◆ STATED EXERCISE
Could you quote, word for word, the lines below from the line with "Check that each instance of the stack" to the line with "<point>1400,713</point>", including both of those lines?

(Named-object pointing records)

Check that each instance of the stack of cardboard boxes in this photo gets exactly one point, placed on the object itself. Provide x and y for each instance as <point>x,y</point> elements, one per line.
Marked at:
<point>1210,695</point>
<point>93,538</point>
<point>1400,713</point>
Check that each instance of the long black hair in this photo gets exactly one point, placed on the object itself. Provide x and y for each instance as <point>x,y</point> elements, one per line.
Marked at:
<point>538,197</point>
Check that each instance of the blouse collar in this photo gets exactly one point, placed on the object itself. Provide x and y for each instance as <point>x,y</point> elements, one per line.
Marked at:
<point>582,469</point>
---
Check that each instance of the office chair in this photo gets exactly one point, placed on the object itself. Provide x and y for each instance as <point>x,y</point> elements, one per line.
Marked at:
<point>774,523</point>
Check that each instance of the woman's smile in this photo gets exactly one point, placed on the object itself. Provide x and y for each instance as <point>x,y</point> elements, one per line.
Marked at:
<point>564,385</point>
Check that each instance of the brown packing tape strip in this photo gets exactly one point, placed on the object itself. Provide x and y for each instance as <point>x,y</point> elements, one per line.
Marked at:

◆ SOLUTION TO THIS PROBLEM
Check that each instance of the stack of cardboard boxes in this photo gets exactly one point, placed on the object itself. Provide x and y for each instance as <point>x,y</point> elements, one per line.
Marked at:
<point>1210,695</point>
<point>93,538</point>
<point>1400,713</point>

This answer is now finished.